EXERCISE REQUIREMENTS
Render each line of the material below as a Markdown table with the columns Row and Line, numbering the rows and leaving out blank lines. Leave out the pictures.

EXTRACTED INFORMATION

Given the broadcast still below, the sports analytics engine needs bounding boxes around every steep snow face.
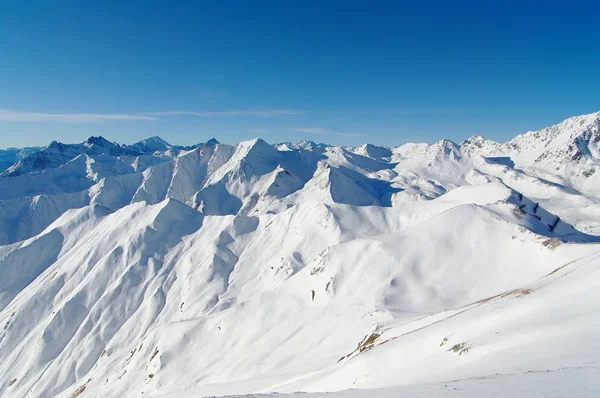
[0,114,600,397]
[129,136,173,154]
[0,147,40,172]
[0,137,138,177]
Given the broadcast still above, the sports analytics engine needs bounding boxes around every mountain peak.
[83,135,114,147]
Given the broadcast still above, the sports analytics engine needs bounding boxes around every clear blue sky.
[0,0,600,148]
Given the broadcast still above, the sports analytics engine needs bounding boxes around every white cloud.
[139,109,304,118]
[0,109,157,123]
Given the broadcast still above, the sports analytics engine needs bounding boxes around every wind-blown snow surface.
[0,114,600,398]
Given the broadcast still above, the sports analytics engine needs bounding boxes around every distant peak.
[84,135,112,146]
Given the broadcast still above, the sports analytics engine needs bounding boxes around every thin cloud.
[0,109,304,123]
[248,127,267,134]
[0,109,157,123]
[294,127,364,137]
[138,109,304,118]
[294,127,329,135]
[333,132,364,137]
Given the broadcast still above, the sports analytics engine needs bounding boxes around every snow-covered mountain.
[0,113,600,398]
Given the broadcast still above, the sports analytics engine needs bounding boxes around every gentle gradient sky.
[0,0,600,148]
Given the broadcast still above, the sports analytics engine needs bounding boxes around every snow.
[0,109,600,398]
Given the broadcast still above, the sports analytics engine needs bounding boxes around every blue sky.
[0,0,600,148]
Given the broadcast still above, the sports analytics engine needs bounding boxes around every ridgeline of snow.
[0,110,600,398]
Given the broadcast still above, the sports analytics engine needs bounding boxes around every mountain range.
[0,112,600,398]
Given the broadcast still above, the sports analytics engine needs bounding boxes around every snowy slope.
[0,109,600,398]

RESPONSE FOR THIS EXERCISE
| Row | Line |
|---|---|
| 1 | Given the broadcast still below, the sports analytics engine needs bounding boxes around every steep snow face. |
| 2 | [0,114,600,397] |
| 3 | [129,136,173,154] |
| 4 | [0,147,40,172] |
| 5 | [0,137,138,177] |
| 6 | Given the broadcast still above, the sports analytics engine needs bounding boxes around every mountain peak. |
| 7 | [83,135,114,147] |
| 8 | Given the broadcast still above, the sports analytics engine needs bounding boxes around every clear blue sky. |
| 9 | [0,0,600,148] |
| 10 | Given the broadcast still above, the sports analytics engine needs bounding boxes around every white cloud. |
| 11 | [139,109,304,118] |
| 12 | [0,109,157,123] |
| 13 | Given the broadcast still above, the sports analytics engine needs bounding boxes around every wind-blown snow surface. |
| 14 | [0,114,600,398] |
| 15 | Given the broadcast still above, the sports analytics engine needs bounding boxes around every distant peak. |
| 16 | [84,135,112,146] |
| 17 | Given the broadcast still above, the sports analytics engine needs bounding boxes around every thin cloud. |
| 18 | [0,109,304,123] |
| 19 | [248,127,267,134] |
| 20 | [0,109,157,123] |
| 21 | [294,127,364,137] |
| 22 | [138,109,304,118] |
| 23 | [294,127,329,135] |
| 24 | [333,132,364,137] |
| 25 | Given the broadcast still above, the sports analytics engine needs bounding boxes around every snow-covered mountain. |
| 26 | [0,113,600,398] |
| 27 | Given the broadcast still above, the sports analytics engine needs bounding boxes around every gentle gradient sky. |
| 28 | [0,0,600,148] |
| 29 | Given the broadcast still above, the sports analytics engine needs bounding boxes around every snow. |
| 30 | [0,109,600,398] |
| 31 | Given the broadcast still above, the sports analytics engine needs bounding boxes around every blue sky. |
| 32 | [0,0,600,148] |
| 33 | Given the broadcast still above, the sports analytics engine needs bounding boxes around every ridgeline of snow. |
| 34 | [0,110,600,398] |
| 35 | Given the broadcast still above, the sports analytics engine needs bounding boxes around every mountain range. |
| 36 | [0,112,600,398] |
| 37 | Given the broadcast still above, the sports analytics engine needs bounding boxes around every snowy slope. |
| 38 | [0,109,600,398] |